• _Exercise task_: Reproduce verbatim only the lines of the entries below that start with the line containing "Please identify the white" and continue through the line containing "<point>188,277</point>".

• _Records to process_:
——————
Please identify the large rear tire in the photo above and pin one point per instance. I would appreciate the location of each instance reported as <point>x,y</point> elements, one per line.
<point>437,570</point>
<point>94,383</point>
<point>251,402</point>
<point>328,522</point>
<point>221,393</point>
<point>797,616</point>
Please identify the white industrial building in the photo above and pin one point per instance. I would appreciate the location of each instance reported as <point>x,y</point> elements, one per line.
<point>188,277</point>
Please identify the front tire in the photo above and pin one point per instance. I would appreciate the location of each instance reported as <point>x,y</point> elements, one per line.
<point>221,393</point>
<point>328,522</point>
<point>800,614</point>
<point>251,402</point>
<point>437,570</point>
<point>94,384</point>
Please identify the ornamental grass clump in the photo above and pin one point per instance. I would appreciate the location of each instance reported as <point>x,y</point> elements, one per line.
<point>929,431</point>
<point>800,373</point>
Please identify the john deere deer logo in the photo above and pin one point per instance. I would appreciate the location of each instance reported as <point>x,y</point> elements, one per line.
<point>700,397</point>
——————
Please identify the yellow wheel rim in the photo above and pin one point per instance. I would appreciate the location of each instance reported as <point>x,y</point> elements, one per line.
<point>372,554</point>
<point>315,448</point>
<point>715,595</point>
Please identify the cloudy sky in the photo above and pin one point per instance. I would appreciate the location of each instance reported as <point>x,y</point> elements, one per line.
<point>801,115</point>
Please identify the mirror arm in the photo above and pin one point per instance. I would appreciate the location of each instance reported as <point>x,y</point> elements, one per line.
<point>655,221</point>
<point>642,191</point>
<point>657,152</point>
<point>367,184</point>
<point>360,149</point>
——————
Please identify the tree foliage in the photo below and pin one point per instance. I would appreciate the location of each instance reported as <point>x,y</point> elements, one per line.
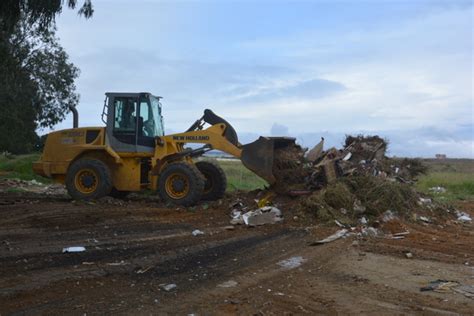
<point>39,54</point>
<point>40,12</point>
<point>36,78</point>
——————
• _Solution to the exercise_:
Please identify the white industrial building in the photo above and pin one point per instance. I would appreciate the location of each instance reported as <point>x,y</point> elements, one per line.
<point>188,277</point>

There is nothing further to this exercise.